» Task directions:
Extend the news article below about Bruce Weindruch's History Factory, beginning directly after its final sentence.

[Text for analysis — start]

`History Factory' Turns Company Lore Into Profit
BRUCE WEINDRUCH owns an unusual factory in Washington D.C. His three-story "factory" does not produce cars or toys or spaghetti. It turns out business histories for some of the nation's major corporations.
Mr. Weindruch, who founded the History Factory in 1979, maintains archives for 18 companies, produces books and videos for corporate anniversaries, and consults on history.
Last year his firm generated $3 million in sales, up from $2 million in 1991. He has more than 80 clients, including Brooks Brothers, Marriott Inc., and the Gillette Company.
"In 1979 I didn't know anything about business or the economy," says Weindruch, a former project designer for the Smithsonian Institution. But "I was always interested in the history of business." When asked by some local companies to do historical projects in the late 1970s, he came up with the idea of opening up his own business.
Some individuals specialize in writing company histories, making corporate documentaries, or helping firms set up their own museums. But, says Weindruch, no one else has combined all these functions under one roof.

[Text for analysis — finish]
[Supplied information — start]

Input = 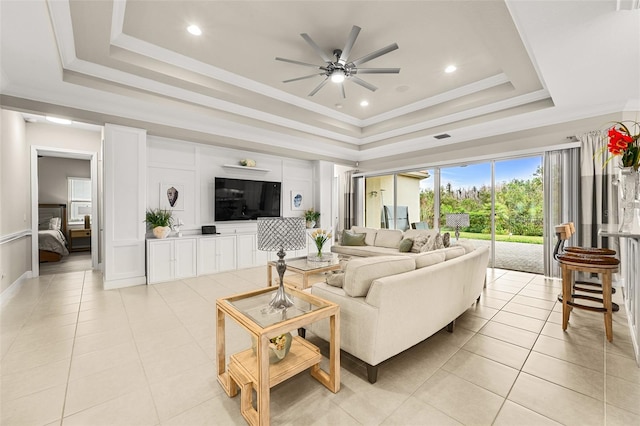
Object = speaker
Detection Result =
[202,225,217,234]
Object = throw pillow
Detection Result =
[398,238,413,253]
[420,234,444,253]
[325,271,344,288]
[342,231,367,246]
[434,233,444,250]
[420,235,436,253]
[442,232,451,247]
[411,233,430,253]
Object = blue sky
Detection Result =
[420,157,542,189]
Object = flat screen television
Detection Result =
[214,177,282,222]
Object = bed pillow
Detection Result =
[49,217,62,231]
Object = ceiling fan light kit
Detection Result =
[276,25,400,98]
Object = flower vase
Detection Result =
[618,167,640,232]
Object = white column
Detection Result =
[103,124,147,289]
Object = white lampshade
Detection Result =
[258,217,307,251]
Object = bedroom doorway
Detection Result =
[31,145,99,277]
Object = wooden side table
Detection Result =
[69,229,91,251]
[216,287,340,425]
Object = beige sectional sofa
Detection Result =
[331,226,438,257]
[308,246,489,383]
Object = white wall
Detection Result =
[0,109,31,293]
[147,136,317,233]
[38,157,91,204]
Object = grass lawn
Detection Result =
[458,232,542,244]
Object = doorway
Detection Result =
[31,146,99,277]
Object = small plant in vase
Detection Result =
[304,209,320,228]
[144,209,173,238]
[311,229,331,259]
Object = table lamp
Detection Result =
[446,213,469,241]
[258,217,307,310]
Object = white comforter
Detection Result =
[38,229,69,256]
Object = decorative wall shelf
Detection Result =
[222,164,271,173]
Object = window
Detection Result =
[67,177,91,225]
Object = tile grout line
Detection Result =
[491,272,557,425]
[54,271,87,426]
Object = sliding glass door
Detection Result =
[363,156,544,273]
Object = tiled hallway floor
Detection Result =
[0,267,640,426]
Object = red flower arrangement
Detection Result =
[604,121,640,171]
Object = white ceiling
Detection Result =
[0,0,640,163]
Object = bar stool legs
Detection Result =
[558,254,620,342]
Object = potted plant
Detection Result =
[304,209,320,228]
[144,209,173,238]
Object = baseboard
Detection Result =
[0,271,33,308]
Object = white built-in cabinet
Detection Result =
[147,238,197,284]
[147,230,324,284]
[198,235,237,275]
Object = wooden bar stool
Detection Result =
[553,222,620,312]
[558,253,620,342]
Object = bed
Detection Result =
[38,204,69,263]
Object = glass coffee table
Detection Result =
[216,287,340,425]
[267,255,342,290]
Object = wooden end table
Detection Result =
[216,287,340,425]
[267,256,340,290]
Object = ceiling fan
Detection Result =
[276,25,400,98]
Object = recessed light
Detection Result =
[331,70,344,83]
[187,25,202,35]
[46,115,71,124]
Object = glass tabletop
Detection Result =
[278,256,340,271]
[226,288,324,328]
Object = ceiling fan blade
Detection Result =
[338,25,362,65]
[308,77,329,96]
[351,43,398,66]
[276,57,327,71]
[349,75,378,92]
[283,72,325,83]
[351,68,400,74]
[300,33,332,63]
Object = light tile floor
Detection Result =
[0,268,640,426]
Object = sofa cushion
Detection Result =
[411,233,431,253]
[420,233,444,252]
[374,229,402,248]
[351,226,378,246]
[398,238,413,253]
[342,256,416,297]
[342,231,367,246]
[414,251,446,269]
[439,246,467,260]
[325,271,344,287]
[451,240,476,253]
[403,229,438,241]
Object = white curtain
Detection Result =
[576,131,618,255]
[543,148,581,277]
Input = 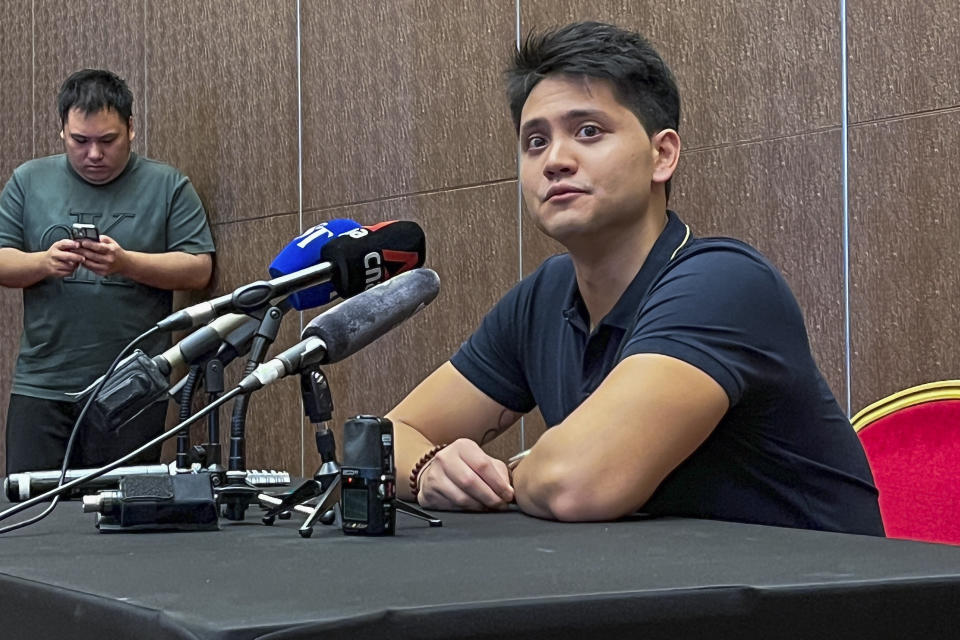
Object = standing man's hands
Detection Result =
[416,438,513,511]
[41,240,84,278]
[74,235,127,276]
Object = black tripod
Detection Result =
[257,365,443,538]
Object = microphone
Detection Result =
[153,313,260,376]
[320,220,427,298]
[78,313,260,433]
[269,218,360,311]
[156,220,426,331]
[238,269,440,393]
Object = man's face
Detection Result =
[520,75,657,248]
[60,109,134,184]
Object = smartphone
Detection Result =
[70,222,100,242]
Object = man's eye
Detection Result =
[527,136,547,149]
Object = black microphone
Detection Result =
[320,220,427,298]
[238,264,440,393]
[153,313,260,375]
[77,313,259,433]
[156,220,426,331]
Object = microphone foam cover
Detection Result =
[301,269,440,363]
[270,218,360,311]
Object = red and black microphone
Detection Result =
[320,220,427,298]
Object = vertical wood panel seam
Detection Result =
[840,0,853,418]
[30,0,37,158]
[513,0,532,451]
[296,0,307,477]
[143,0,150,158]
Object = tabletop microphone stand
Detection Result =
[257,365,443,538]
[257,365,341,538]
[214,299,290,520]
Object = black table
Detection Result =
[0,502,960,640]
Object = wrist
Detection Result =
[410,444,447,500]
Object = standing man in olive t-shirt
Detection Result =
[0,69,214,474]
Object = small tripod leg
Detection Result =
[299,475,341,538]
[393,500,443,527]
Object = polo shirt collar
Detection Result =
[563,210,690,334]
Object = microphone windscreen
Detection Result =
[320,220,427,298]
[301,269,440,364]
[270,218,360,311]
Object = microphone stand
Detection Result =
[257,365,342,538]
[214,299,290,520]
[257,365,443,538]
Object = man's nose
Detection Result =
[543,140,578,178]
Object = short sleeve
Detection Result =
[623,241,809,406]
[0,172,23,251]
[450,282,535,413]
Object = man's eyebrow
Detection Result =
[70,131,120,140]
[520,109,606,136]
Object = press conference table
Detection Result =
[0,502,960,640]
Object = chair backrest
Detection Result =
[852,380,960,544]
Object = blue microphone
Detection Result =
[270,218,360,311]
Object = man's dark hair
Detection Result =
[507,22,680,197]
[57,69,133,129]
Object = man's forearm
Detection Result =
[387,414,434,500]
[0,247,48,289]
[121,251,213,291]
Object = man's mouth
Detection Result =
[543,184,587,202]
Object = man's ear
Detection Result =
[650,129,680,183]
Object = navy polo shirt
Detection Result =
[451,212,883,535]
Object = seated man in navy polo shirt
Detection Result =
[388,23,883,535]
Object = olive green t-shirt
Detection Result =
[0,154,214,400]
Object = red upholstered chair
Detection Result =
[852,380,960,544]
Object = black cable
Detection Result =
[0,387,243,533]
[0,326,160,535]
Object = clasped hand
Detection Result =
[417,438,513,511]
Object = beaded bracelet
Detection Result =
[410,444,447,500]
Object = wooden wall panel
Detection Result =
[850,111,960,411]
[34,0,146,156]
[847,0,960,122]
[520,0,840,149]
[847,0,960,411]
[147,0,298,226]
[521,0,846,402]
[671,130,846,405]
[301,0,515,209]
[0,0,34,476]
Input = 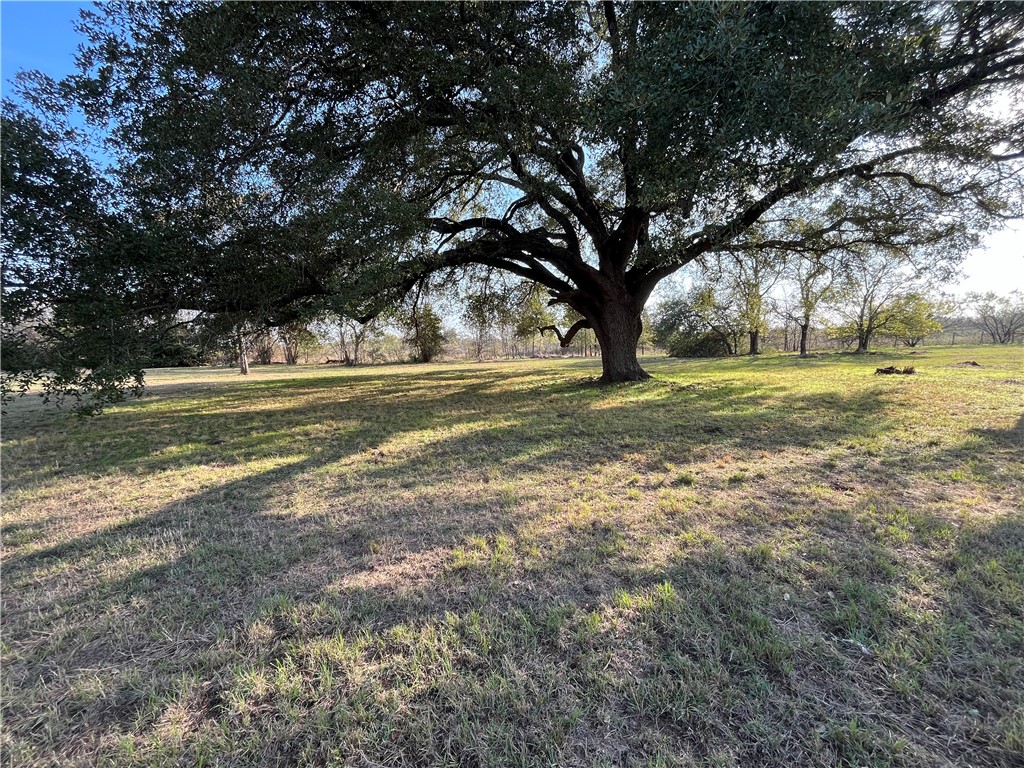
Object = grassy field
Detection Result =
[2,346,1024,767]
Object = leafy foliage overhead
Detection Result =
[2,2,1024,403]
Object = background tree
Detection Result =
[278,321,318,366]
[654,284,742,357]
[888,293,948,347]
[249,330,278,366]
[4,2,1024,409]
[713,248,786,354]
[407,304,445,362]
[781,252,836,357]
[515,283,555,355]
[827,248,949,352]
[967,291,1024,344]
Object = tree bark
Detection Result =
[800,323,811,357]
[750,331,761,354]
[591,297,650,384]
[239,333,249,376]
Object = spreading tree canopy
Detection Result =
[2,2,1024,403]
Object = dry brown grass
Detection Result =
[2,347,1024,766]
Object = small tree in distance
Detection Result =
[406,304,445,362]
[967,291,1024,344]
[826,248,946,353]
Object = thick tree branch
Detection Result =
[537,319,591,349]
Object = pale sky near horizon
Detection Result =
[0,0,1024,295]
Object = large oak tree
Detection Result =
[2,2,1024,403]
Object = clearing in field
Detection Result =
[3,346,1024,766]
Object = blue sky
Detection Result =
[0,0,1024,294]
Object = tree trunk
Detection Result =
[239,333,249,376]
[800,323,811,357]
[591,298,650,384]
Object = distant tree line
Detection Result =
[653,247,1024,357]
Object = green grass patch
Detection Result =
[6,346,1024,767]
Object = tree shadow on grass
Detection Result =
[5,372,1024,765]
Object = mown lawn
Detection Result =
[2,346,1024,766]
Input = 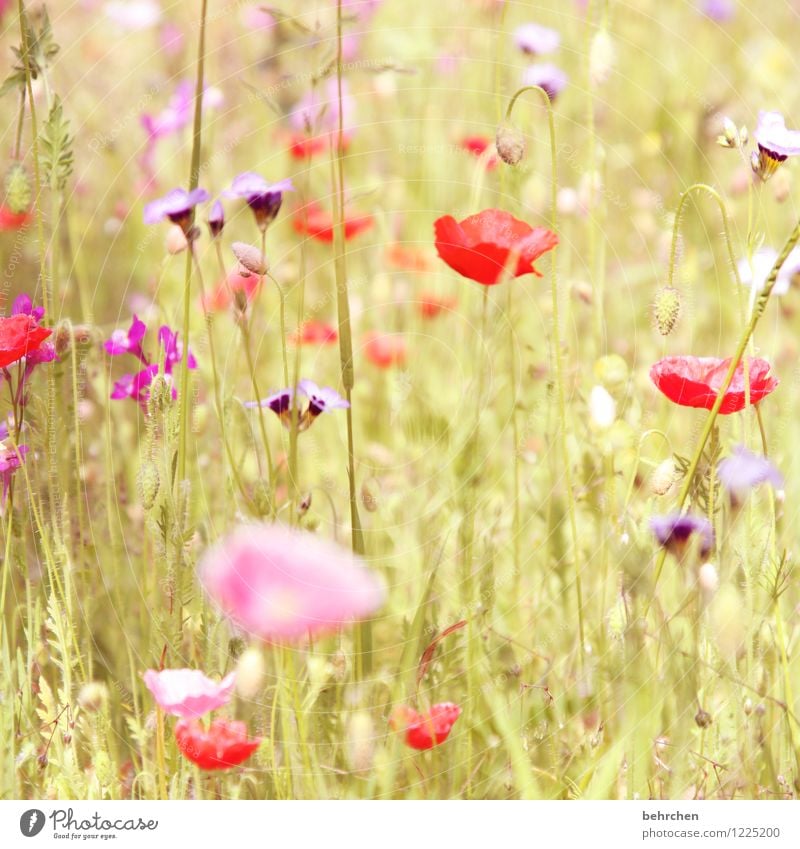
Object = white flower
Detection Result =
[589,386,617,430]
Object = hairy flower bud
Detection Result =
[231,242,269,277]
[653,286,681,336]
[5,162,32,215]
[494,123,525,165]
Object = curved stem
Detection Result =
[506,86,586,666]
[667,183,742,291]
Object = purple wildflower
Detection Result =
[111,363,158,406]
[224,171,294,230]
[144,189,209,233]
[244,387,294,427]
[297,380,350,419]
[522,63,569,100]
[650,513,714,557]
[717,445,783,504]
[0,422,28,513]
[103,313,147,363]
[514,24,561,56]
[753,112,800,180]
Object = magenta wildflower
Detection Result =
[522,63,569,100]
[111,363,158,406]
[103,313,147,363]
[514,24,561,56]
[717,445,783,504]
[103,315,197,408]
[224,171,294,230]
[0,422,28,513]
[650,513,714,557]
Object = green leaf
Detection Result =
[39,96,73,191]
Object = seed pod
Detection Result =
[494,123,525,165]
[231,242,269,276]
[694,708,713,728]
[138,462,161,510]
[650,457,678,495]
[653,286,681,336]
[6,162,32,215]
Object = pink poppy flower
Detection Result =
[199,524,384,641]
[144,669,236,719]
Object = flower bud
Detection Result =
[5,162,32,215]
[650,457,679,495]
[231,242,269,277]
[347,710,377,772]
[589,386,617,430]
[494,123,525,165]
[236,646,265,700]
[717,118,747,148]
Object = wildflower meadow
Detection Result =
[0,0,800,812]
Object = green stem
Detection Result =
[177,0,208,486]
[506,86,586,656]
[333,0,372,674]
[645,221,800,596]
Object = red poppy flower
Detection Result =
[385,242,434,271]
[389,702,461,750]
[434,209,558,286]
[175,719,261,770]
[363,330,407,368]
[0,203,33,231]
[294,201,373,242]
[289,133,350,160]
[461,136,498,171]
[289,321,339,345]
[650,357,778,415]
[202,271,261,312]
[0,313,53,368]
[417,292,458,318]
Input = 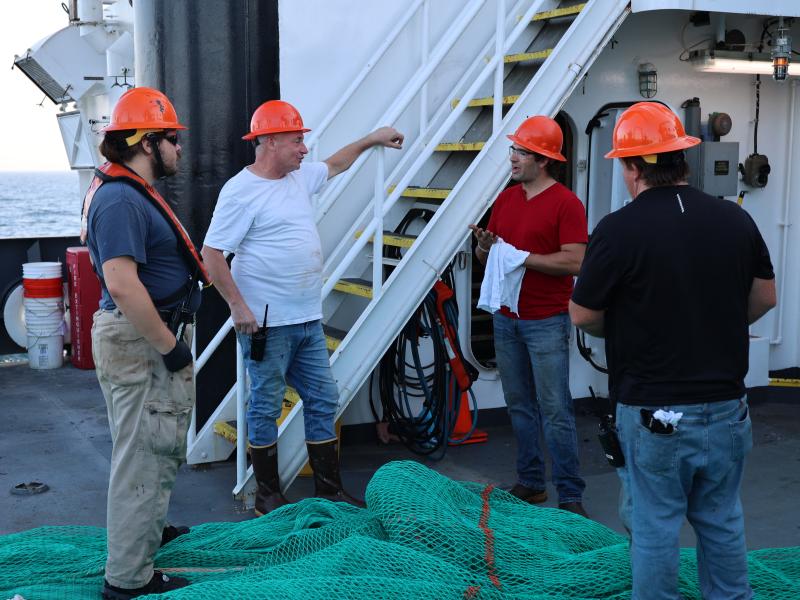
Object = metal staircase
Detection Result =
[188,0,629,505]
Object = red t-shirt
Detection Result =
[487,183,588,319]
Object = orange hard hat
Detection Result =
[242,100,311,140]
[103,87,186,131]
[506,115,567,161]
[606,102,702,163]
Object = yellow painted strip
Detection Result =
[214,421,236,445]
[356,230,416,248]
[325,335,342,350]
[333,280,372,298]
[392,188,452,200]
[503,48,553,63]
[436,142,486,152]
[769,377,800,387]
[450,95,519,108]
[531,2,587,21]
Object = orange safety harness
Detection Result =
[81,162,211,286]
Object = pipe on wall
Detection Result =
[769,79,797,346]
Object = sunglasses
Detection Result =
[147,133,178,146]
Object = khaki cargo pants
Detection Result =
[92,310,195,588]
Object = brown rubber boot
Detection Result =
[250,444,289,517]
[306,440,367,508]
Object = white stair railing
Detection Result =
[189,0,629,497]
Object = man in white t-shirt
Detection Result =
[202,100,403,515]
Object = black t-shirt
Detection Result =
[572,186,775,406]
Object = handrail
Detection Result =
[189,0,564,478]
[306,0,427,152]
[316,0,488,221]
[322,0,544,302]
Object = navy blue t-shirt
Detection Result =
[87,181,200,311]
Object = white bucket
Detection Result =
[28,332,64,369]
[22,262,62,279]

[Supplied information — finish]

» Task answer:
Armed with a personal computer, which enabled him to store huge amounts of historical data, he began to knock on the doors of corporations. Unfortunately, at that time companies "were extremely concerned about the economy," he says. "And the last thing that they wanted to hear was about history." But he says some told him, "If you can make our history useful, we'll consider keeping it." A sense of direction
As many companies went through mergers and acquisitions and reduced their work forces in recent years, some firms began to realize that they needed to provide their remaining employees with a sense of direction and stability. The only way to do that was to go back to the company's own history and to find out how similar challenges were faced before, Weindruch says. Corporate history includes "hidden assets" that can be used as effective tools for training new employees, for advertising, and for sharehold er relations, he says.
"History helps us shape the future of our company," says Ronald Culp, spokesman for the 53-year-old Sara Lee Corporation. Quite often, he says, Sara Lee uses statements from its founder Nathan Cummings or photos of him for promotional purpose. But the firm had a tough time finding those artifacts because of the lack of organized archives. So four years ago, it sent a tractor-trailer load of materials, such as old photos, hand-written minutes, and memorabilia, to the History Factory.
"We had no idea what we were sending them," Mr. Culp laughs.
In the Factory, these items were classified and stored and cataloged on computer. That enables Weindruch to retrieve any historical document in seconds. Sara Lee spends $35,000 to $45,000 a year for the service, but this is much cheaper than having its own archives, Culp notes. "It literally freed up our [expensive] office space in Chicago."
According to the Society of American Archivists, about 150 corporations have their own archives in the US. Weindruch, who charges $550 per linear foot of shelf space to process business documents, says maintaining archives is a major part of his business. On average, this costs a client about $25,000 per year, he says.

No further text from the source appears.